WHAT IS NEEDED: Reproduce the lines from the start of the excerpt through the line containing "328 211 475 350", including both ends.

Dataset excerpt
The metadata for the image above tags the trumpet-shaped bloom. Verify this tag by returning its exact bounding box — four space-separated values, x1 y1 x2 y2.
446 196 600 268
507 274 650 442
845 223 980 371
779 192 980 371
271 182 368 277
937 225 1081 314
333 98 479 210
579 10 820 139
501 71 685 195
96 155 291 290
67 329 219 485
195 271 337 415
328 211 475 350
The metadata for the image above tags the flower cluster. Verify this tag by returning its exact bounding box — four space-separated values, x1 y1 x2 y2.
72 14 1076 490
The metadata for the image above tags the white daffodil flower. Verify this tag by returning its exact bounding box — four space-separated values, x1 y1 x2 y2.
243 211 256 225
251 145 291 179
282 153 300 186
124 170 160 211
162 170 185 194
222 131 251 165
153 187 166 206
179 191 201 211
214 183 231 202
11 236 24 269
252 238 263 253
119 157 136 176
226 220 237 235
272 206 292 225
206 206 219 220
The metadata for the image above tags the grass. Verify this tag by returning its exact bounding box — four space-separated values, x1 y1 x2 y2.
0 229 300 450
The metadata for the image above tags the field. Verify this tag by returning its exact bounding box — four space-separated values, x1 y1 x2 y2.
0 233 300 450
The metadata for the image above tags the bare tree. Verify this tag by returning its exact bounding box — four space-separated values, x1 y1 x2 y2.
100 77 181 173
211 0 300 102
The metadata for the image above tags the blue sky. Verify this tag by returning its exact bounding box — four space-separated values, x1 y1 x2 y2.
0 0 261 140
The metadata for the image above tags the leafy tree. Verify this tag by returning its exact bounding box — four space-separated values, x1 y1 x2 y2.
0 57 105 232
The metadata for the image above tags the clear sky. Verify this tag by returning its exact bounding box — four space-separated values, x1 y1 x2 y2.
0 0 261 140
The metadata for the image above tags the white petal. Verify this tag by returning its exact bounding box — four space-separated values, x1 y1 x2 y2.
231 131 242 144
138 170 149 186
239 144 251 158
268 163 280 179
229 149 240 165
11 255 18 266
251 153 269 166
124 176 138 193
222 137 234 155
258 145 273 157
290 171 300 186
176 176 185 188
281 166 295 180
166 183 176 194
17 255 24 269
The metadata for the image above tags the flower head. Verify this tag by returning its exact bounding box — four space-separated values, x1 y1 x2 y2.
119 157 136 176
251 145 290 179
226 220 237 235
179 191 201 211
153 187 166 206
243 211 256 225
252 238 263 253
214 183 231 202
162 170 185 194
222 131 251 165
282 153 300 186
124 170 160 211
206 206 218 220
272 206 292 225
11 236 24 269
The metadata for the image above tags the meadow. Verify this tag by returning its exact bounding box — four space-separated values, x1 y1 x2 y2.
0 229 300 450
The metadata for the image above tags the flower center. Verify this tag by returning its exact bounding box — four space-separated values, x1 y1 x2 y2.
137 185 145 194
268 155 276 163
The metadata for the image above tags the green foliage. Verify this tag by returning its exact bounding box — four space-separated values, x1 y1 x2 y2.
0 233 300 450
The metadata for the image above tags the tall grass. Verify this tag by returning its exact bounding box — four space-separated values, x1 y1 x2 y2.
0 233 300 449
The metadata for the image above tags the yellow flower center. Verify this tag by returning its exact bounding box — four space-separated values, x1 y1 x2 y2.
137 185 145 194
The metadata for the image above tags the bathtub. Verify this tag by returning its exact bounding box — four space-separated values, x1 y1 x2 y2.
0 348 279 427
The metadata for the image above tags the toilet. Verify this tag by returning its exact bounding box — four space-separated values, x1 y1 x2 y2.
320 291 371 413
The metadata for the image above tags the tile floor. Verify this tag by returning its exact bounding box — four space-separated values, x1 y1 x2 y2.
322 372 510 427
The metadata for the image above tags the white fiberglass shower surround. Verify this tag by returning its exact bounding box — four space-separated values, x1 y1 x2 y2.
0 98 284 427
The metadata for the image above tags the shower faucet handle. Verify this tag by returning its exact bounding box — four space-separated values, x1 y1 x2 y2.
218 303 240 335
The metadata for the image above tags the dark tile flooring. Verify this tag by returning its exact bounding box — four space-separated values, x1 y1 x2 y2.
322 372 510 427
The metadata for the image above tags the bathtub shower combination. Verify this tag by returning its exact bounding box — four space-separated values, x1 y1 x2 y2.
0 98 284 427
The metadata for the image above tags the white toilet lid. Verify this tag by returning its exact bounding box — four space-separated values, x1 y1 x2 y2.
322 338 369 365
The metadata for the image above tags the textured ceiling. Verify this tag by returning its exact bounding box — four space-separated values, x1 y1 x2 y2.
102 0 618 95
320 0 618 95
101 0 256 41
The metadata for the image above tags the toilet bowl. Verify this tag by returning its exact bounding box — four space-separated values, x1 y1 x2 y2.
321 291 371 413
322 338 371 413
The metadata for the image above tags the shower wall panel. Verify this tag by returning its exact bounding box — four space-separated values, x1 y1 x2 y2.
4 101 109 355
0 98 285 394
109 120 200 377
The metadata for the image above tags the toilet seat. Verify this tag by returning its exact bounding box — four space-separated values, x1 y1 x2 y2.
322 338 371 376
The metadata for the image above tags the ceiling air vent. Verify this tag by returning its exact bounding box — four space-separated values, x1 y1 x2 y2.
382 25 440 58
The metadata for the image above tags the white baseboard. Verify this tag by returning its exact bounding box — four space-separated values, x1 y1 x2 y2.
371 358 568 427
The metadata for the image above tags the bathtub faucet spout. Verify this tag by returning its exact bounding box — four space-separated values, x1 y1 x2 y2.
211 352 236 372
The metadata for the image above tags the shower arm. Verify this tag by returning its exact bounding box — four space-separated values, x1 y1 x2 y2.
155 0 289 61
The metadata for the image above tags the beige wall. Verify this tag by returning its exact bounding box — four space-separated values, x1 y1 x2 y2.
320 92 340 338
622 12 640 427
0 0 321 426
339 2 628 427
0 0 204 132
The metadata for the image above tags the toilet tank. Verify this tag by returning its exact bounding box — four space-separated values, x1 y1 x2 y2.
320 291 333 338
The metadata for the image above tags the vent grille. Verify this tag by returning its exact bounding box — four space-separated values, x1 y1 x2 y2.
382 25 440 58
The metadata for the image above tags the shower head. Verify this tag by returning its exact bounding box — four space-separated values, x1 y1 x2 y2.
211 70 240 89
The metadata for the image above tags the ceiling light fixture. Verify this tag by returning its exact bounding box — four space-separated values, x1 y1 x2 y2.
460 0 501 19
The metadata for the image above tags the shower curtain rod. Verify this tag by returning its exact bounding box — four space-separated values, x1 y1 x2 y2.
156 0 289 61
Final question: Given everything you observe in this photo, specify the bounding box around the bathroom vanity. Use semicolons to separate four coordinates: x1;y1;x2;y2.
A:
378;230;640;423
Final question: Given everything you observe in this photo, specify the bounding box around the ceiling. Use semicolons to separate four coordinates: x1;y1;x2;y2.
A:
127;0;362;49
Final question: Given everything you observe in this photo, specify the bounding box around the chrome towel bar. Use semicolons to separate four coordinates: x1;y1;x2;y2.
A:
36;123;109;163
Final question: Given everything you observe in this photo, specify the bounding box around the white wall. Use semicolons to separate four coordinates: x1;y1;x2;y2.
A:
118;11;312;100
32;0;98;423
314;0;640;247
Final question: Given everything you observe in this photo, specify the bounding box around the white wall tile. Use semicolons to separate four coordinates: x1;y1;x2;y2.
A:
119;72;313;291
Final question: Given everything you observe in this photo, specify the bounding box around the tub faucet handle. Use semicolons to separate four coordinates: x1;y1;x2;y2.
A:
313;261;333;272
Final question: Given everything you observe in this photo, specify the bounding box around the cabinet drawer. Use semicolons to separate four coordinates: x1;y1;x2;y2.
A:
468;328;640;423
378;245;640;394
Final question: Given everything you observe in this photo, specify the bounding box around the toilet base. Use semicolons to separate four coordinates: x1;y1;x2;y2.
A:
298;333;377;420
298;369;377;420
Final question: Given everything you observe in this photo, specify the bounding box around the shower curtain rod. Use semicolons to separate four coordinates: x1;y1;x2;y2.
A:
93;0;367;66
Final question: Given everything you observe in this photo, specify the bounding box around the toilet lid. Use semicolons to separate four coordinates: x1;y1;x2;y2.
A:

SOLVED PROBLEM:
The metadata for the image above tags the trumpet-shaped bloom. Verify this tag by returning its exact bounding box — four space-separated values, x1 y1 x2 y2.
446 196 600 268
507 274 650 442
845 223 980 371
779 192 980 371
271 182 368 277
937 225 1081 314
333 98 479 210
579 10 820 139
501 71 685 195
96 155 291 290
67 329 219 485
195 271 337 415
328 211 475 350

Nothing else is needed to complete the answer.